◆ Exercise instructions: Below are the records; copy each line in which "wooden" can be found.

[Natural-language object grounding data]
= Beginning of Section =

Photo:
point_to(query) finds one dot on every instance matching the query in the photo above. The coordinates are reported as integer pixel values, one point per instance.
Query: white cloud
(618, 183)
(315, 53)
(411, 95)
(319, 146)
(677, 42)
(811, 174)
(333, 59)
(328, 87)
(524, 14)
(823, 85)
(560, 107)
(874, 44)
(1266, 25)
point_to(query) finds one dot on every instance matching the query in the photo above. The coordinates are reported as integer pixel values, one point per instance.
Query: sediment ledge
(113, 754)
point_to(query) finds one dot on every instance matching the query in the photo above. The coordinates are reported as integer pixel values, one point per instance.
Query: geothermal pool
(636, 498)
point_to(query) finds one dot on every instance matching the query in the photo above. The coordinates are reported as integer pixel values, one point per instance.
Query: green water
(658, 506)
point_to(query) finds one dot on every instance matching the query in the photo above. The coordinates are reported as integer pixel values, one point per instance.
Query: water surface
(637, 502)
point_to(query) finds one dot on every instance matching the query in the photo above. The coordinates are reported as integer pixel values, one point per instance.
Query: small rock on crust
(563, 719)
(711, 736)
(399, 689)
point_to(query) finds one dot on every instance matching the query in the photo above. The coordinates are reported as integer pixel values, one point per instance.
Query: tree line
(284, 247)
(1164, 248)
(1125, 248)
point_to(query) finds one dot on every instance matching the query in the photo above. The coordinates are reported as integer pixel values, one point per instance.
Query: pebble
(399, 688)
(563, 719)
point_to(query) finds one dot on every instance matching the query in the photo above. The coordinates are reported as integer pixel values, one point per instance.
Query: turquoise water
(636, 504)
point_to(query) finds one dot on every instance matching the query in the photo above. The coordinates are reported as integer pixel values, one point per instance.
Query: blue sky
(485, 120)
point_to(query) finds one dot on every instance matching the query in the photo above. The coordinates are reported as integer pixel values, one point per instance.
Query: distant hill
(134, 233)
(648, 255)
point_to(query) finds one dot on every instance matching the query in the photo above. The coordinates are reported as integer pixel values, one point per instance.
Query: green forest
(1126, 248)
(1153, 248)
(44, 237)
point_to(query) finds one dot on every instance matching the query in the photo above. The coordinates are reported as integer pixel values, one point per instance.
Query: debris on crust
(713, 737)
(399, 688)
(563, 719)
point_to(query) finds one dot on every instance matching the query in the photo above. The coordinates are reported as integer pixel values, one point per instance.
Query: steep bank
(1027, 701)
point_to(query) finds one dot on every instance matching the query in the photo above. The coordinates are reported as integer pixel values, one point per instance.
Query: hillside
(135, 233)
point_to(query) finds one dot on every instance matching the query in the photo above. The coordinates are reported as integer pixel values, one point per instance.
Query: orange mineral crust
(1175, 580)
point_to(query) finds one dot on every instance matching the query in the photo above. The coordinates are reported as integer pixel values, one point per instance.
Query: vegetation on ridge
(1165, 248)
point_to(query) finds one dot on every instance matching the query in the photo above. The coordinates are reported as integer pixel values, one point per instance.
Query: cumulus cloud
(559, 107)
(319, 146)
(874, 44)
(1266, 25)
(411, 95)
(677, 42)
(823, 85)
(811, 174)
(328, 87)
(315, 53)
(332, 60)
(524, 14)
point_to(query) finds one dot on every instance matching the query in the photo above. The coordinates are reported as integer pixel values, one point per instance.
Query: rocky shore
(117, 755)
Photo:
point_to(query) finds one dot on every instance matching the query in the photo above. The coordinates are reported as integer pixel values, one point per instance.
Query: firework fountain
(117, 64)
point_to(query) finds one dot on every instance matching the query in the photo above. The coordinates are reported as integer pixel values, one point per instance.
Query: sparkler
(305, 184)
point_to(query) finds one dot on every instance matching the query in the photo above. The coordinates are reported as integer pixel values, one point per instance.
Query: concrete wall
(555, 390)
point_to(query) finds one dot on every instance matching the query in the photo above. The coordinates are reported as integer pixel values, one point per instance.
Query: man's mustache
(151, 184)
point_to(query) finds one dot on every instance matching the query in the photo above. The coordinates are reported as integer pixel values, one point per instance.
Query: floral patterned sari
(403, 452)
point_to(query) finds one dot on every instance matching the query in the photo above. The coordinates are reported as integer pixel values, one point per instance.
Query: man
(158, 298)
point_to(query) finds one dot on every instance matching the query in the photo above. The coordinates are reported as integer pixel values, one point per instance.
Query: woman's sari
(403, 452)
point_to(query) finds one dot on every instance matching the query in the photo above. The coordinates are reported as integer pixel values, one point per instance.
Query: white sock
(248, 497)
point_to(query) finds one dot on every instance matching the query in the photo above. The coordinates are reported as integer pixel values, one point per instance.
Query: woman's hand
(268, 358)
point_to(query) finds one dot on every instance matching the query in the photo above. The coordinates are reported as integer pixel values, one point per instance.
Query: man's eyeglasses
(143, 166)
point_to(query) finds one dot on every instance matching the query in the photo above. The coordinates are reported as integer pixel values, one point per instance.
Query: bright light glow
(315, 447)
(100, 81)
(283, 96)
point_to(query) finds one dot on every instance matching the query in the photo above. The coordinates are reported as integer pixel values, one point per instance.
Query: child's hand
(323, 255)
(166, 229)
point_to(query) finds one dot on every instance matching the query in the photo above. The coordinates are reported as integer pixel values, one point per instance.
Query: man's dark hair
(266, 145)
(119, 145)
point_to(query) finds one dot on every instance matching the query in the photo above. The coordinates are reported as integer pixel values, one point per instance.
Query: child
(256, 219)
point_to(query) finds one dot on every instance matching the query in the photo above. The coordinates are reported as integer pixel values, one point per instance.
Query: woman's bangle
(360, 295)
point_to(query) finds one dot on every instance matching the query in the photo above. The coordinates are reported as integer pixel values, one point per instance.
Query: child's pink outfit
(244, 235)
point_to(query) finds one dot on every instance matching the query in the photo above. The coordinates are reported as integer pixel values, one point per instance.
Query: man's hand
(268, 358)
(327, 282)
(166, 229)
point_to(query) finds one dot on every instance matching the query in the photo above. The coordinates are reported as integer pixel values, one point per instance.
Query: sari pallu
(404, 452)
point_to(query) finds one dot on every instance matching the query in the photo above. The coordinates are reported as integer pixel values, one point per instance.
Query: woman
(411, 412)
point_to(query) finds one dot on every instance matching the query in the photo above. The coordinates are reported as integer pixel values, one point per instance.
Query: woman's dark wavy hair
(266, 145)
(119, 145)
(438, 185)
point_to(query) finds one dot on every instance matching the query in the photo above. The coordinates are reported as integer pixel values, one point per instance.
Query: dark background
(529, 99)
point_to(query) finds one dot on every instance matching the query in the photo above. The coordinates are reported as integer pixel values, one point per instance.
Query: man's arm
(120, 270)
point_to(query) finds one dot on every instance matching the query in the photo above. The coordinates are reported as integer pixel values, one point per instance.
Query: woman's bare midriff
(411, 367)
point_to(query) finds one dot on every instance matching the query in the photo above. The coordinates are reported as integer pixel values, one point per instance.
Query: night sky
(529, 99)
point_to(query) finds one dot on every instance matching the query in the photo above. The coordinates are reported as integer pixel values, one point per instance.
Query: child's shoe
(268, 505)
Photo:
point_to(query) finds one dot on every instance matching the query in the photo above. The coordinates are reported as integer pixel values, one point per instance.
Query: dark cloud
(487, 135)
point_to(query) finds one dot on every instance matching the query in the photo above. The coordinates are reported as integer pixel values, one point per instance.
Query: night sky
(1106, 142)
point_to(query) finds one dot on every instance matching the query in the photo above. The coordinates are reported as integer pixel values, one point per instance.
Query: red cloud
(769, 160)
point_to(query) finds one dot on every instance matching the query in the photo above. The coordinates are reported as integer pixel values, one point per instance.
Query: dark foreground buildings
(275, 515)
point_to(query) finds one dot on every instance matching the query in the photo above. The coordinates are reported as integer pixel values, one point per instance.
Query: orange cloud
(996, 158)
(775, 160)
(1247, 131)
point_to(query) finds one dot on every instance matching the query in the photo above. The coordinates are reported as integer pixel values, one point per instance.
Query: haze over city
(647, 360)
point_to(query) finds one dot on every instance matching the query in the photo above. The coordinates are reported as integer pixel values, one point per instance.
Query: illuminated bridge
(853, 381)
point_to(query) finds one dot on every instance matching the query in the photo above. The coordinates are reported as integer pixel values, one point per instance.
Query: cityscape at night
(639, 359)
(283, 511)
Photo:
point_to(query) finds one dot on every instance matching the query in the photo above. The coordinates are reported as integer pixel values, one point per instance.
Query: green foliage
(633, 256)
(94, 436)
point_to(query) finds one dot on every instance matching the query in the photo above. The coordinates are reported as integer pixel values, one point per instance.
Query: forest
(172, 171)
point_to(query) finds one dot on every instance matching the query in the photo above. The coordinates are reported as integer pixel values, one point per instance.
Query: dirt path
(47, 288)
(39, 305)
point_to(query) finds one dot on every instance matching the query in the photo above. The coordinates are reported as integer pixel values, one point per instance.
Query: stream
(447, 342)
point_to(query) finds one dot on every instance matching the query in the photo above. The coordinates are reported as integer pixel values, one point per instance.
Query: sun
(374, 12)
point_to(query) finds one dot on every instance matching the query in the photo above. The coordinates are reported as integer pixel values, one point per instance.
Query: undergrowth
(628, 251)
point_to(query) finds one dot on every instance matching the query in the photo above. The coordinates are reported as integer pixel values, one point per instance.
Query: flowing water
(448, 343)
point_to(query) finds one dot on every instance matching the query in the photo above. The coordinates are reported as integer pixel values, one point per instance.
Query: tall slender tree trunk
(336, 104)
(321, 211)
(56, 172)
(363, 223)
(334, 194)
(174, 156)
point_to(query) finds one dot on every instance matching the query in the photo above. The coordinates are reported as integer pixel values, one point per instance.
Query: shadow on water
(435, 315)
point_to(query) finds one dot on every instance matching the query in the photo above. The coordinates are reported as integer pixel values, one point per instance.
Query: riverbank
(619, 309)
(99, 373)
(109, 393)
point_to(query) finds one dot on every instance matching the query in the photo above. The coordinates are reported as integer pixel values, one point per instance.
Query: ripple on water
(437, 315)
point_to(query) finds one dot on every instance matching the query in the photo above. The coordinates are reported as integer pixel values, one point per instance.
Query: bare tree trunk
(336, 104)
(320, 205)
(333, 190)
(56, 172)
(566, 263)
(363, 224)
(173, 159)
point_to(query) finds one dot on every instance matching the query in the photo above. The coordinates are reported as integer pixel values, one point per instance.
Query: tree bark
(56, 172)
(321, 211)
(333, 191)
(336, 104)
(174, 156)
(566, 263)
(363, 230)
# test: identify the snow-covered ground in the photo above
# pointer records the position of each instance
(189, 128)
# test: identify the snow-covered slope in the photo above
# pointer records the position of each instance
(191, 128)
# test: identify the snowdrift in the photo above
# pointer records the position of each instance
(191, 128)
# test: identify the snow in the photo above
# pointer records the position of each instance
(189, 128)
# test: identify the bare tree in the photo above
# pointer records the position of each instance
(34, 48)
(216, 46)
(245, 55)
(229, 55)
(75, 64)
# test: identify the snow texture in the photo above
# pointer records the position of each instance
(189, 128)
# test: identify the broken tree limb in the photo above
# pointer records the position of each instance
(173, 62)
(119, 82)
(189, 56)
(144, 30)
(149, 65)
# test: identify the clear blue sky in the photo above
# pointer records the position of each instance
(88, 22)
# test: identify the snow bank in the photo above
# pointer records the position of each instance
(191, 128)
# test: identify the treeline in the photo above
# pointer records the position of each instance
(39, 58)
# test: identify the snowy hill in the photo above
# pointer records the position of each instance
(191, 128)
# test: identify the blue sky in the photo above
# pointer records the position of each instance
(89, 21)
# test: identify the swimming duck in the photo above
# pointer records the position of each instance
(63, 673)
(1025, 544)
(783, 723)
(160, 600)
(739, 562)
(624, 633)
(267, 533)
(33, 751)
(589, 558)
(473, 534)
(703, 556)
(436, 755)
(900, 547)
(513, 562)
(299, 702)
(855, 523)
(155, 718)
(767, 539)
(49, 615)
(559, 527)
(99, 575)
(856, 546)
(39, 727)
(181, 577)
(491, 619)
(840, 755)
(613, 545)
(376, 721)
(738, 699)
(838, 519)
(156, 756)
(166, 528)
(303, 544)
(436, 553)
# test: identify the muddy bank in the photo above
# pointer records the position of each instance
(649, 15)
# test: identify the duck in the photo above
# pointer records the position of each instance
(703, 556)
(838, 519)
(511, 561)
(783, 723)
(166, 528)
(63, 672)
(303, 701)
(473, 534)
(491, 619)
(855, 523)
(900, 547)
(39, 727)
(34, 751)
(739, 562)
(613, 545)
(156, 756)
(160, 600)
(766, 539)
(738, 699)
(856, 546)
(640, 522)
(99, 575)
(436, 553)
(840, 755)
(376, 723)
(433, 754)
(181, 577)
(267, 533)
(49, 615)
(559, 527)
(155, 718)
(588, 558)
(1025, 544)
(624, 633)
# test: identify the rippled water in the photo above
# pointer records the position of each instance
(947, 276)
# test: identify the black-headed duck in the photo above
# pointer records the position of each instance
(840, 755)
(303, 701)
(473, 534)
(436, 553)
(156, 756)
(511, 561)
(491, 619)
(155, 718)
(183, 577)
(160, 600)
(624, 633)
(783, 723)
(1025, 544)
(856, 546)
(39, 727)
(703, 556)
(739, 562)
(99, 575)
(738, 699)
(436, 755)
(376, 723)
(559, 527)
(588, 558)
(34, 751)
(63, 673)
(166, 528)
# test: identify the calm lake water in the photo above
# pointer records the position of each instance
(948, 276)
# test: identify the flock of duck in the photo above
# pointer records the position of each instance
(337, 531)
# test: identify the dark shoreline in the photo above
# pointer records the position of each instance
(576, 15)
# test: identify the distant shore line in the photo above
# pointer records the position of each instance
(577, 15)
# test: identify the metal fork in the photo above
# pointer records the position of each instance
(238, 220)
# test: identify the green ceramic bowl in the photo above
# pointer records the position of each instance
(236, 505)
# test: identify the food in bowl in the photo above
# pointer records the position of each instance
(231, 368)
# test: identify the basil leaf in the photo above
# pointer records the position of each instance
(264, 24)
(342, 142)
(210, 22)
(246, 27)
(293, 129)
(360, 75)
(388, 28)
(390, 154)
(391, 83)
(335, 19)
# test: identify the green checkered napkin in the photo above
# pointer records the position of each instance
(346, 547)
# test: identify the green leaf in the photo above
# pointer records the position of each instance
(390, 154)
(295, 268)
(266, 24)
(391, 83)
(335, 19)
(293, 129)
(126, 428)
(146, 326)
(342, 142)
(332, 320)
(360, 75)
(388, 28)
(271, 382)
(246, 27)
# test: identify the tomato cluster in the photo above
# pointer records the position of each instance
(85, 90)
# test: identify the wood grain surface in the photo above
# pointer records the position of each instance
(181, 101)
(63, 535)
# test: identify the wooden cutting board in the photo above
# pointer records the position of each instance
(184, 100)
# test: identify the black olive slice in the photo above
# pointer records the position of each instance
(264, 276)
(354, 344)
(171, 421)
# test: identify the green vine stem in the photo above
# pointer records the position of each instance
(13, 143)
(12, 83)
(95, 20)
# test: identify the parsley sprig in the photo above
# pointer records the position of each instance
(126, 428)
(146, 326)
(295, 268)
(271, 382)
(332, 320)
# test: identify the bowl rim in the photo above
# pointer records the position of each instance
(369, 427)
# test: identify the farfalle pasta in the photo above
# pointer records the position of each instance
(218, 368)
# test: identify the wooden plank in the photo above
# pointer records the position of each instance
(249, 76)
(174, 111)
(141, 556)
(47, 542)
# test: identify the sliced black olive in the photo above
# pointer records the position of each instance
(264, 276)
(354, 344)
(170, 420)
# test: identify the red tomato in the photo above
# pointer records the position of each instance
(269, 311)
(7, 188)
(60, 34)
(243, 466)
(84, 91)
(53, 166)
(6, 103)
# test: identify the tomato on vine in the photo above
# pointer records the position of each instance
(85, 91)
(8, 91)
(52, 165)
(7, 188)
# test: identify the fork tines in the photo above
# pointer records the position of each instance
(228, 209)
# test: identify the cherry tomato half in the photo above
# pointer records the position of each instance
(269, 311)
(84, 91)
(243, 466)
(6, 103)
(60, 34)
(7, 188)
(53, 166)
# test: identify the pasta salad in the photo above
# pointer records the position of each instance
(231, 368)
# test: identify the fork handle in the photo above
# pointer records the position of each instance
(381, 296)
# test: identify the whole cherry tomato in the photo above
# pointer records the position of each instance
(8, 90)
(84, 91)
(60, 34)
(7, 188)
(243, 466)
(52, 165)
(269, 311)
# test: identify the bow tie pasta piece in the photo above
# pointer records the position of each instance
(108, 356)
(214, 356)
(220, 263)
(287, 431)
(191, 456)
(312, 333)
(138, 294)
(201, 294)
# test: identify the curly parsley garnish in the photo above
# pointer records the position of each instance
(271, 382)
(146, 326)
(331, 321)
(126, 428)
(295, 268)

= End of Section =

◆ Solution to the problem:
# test: identify the wooden cutting board in the photo above
# test: identify the wooden plank in the photo above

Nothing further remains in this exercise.